--- TEXT SEGMENT ---

Close contact infectious diseases in New Zealand: Trends in ethnic inequalities in hospitalisations, 1989 to 2008
Infectious diseases are the most common cause of acute overnight hospitalisation in New Zealand. This report provides analysis of close-contact infectious diseases (CCIDs). CCIDs include respiratory, skin, and enteric infections spread by person-to-person contact in the community.
Infectious diseases, and particularly CCIDs, are making a large and increasing contribution to acute overnight hospitalisations in New Zealand. Their incidence is known to have increased during the 1990s. They continue to be an important cause of health inequalities with markedly higher rates of hospitalisation for Māori and Pacific people, compared with Europeans and others.
This report is part of a project with three specific aims:
- To produce a detailed description of CCID hospitalisations.

--- LISTED RECORDS ---

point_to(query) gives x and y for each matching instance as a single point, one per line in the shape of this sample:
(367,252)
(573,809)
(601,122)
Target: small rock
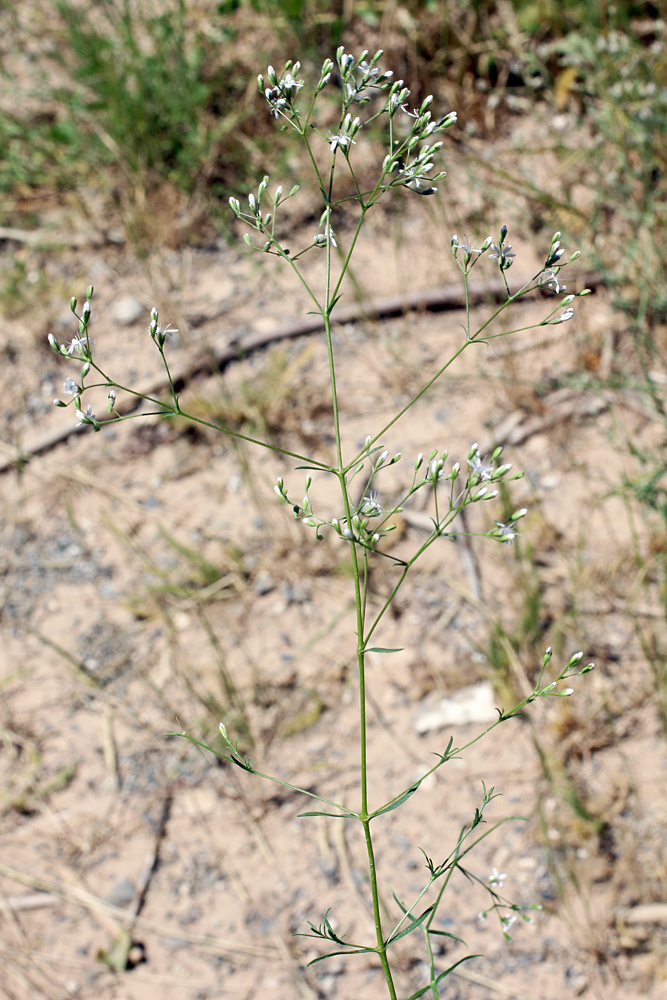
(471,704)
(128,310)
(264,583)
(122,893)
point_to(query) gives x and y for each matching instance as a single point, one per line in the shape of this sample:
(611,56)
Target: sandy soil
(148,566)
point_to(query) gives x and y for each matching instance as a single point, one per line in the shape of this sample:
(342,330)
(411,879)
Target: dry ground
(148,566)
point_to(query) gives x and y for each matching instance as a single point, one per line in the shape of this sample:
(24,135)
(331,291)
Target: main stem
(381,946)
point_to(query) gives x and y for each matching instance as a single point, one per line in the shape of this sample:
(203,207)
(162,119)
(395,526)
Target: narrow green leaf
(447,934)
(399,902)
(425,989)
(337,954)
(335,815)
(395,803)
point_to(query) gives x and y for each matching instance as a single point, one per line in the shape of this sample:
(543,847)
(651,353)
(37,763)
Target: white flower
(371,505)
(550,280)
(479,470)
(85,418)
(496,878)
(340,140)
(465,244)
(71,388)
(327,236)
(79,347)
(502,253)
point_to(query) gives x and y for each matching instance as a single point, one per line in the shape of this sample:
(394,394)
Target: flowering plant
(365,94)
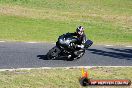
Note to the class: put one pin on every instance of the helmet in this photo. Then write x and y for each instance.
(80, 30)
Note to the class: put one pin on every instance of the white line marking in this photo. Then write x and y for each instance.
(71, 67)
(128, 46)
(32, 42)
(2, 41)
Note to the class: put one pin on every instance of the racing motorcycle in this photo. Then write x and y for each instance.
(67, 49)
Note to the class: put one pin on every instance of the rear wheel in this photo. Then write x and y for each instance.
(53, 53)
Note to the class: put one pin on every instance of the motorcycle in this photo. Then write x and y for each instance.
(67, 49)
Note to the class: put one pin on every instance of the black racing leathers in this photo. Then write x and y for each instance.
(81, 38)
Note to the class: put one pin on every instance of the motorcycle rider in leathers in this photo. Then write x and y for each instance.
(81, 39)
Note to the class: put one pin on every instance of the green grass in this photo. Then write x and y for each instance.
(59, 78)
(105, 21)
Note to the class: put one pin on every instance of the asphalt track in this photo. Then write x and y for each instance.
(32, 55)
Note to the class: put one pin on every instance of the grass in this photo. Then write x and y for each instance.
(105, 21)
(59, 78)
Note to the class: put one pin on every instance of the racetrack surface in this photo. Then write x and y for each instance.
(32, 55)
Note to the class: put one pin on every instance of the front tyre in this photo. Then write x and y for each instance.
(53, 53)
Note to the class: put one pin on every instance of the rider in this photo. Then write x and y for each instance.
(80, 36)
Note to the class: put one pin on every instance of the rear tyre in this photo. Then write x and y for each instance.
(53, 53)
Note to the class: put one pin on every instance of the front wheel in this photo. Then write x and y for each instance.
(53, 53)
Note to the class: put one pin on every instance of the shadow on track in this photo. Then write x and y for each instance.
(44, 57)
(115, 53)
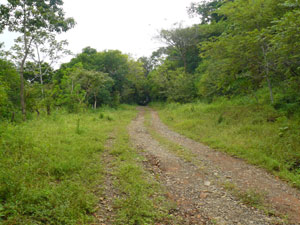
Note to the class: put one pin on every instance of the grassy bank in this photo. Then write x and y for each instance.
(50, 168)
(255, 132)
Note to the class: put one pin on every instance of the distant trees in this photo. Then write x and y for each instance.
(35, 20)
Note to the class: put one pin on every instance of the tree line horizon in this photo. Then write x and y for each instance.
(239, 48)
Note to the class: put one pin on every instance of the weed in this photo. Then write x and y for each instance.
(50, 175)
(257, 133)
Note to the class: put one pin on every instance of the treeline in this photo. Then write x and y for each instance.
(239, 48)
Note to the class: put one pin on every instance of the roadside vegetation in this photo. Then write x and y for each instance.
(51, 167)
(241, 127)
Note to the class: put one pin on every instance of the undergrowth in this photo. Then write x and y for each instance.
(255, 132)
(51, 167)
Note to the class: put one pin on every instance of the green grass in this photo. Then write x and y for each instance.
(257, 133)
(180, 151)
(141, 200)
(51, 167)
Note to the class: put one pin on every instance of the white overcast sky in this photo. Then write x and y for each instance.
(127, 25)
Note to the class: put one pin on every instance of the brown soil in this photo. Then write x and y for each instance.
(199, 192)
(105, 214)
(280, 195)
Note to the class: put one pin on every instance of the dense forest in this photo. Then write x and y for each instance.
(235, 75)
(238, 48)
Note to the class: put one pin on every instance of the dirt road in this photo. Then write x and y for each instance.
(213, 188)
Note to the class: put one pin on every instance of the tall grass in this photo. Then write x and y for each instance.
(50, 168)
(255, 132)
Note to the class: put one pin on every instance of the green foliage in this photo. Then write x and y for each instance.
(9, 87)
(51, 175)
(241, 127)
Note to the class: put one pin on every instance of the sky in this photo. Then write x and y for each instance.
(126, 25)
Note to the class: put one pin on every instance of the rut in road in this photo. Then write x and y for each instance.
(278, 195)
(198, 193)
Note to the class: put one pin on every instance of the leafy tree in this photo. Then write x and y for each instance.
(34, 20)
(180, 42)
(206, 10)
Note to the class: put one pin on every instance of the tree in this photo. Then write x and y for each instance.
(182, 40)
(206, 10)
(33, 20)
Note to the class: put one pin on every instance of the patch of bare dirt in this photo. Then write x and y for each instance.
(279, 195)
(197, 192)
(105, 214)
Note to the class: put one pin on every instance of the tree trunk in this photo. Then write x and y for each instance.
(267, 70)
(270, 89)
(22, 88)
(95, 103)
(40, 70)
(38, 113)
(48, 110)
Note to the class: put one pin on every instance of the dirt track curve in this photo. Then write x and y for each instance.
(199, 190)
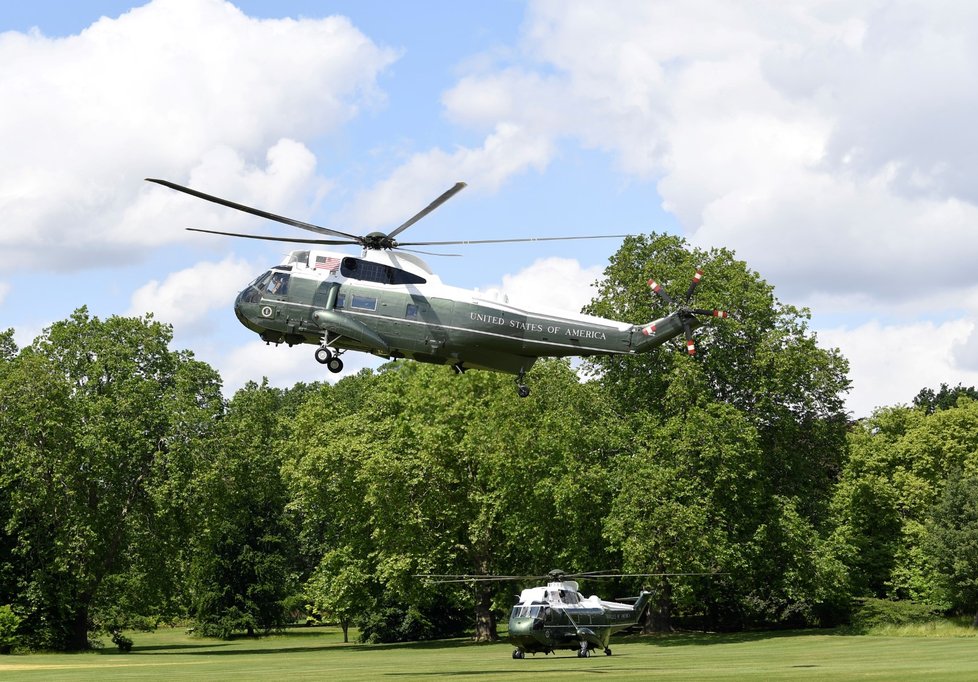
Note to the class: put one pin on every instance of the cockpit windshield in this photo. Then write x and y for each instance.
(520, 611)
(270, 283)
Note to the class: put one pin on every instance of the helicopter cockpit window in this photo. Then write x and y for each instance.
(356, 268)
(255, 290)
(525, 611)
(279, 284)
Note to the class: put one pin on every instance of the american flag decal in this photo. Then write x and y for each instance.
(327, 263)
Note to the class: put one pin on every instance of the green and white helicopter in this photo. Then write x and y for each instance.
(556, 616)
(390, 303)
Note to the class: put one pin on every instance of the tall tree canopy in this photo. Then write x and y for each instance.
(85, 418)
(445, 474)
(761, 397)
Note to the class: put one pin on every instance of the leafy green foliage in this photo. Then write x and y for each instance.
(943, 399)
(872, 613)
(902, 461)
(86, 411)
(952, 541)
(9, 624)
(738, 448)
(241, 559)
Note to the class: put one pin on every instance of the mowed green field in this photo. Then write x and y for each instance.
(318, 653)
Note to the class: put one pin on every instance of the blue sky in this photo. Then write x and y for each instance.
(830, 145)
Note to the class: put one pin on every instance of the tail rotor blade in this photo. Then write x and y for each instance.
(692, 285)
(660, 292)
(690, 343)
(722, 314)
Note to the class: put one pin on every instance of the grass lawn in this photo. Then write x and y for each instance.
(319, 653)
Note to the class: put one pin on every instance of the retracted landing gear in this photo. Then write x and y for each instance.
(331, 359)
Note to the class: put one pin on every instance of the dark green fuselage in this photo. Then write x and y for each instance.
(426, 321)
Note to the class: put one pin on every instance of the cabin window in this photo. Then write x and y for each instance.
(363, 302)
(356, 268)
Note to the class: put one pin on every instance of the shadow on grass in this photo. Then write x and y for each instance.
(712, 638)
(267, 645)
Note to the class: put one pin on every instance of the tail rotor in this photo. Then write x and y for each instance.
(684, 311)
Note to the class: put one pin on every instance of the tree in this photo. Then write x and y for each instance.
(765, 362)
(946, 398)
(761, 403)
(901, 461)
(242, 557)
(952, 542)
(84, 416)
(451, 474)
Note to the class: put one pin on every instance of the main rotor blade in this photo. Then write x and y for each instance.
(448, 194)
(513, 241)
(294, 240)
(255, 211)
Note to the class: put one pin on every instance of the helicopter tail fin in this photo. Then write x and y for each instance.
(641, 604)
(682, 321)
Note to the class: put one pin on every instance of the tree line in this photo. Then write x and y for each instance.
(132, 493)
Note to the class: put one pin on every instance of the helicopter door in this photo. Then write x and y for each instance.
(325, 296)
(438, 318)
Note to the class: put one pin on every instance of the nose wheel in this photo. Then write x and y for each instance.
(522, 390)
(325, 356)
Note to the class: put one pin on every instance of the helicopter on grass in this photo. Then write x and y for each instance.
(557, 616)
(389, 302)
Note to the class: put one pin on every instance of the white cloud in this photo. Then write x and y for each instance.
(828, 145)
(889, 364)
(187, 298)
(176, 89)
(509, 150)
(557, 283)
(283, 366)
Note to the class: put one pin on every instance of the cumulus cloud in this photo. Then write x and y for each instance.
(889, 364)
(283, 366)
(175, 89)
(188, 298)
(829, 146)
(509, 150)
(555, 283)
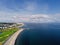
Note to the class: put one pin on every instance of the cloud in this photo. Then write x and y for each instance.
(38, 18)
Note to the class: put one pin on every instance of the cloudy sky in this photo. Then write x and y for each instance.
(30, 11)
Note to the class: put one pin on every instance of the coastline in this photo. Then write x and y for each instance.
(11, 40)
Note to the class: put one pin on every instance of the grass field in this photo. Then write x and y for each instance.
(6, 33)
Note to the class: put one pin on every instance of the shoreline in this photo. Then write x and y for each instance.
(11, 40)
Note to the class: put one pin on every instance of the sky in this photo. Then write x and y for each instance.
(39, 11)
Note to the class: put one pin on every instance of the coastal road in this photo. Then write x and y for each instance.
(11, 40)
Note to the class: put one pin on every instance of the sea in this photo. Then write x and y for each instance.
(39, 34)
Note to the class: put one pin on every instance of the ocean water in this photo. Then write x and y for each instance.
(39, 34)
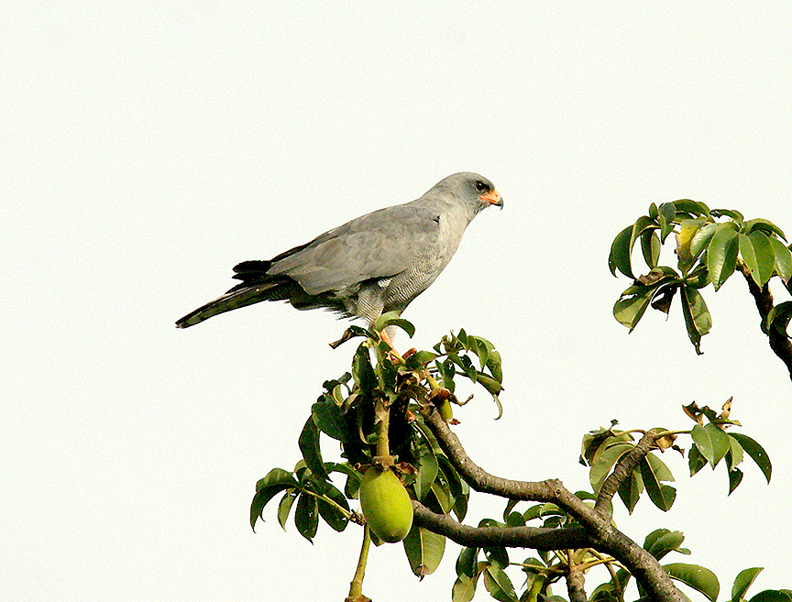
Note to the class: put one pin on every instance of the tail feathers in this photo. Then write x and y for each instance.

---

TRY IT →
Continue the report on close-contact infectious diseases in New Zealand, picking up after its first listed aim.

RESPONSE BOX →
- To produce a detailed description of household crowding across the 1991 to 2006 census period, with a specific focus on Māori housing conditions and ethnic and socioeconomic inequalities.
- To identify how improvement to housing conditions and reduced inequalities could contribute to a reduced burden of infectious diseases from housing conditions.
This report addresses the first of these aims: This report describes the epidemiology of infectious diseases and close-contact infectious diseases (CCIDs) for the 20-year period from 1989 to 2008, with a specific focus on ethnic inequalities, with a focus on Māori.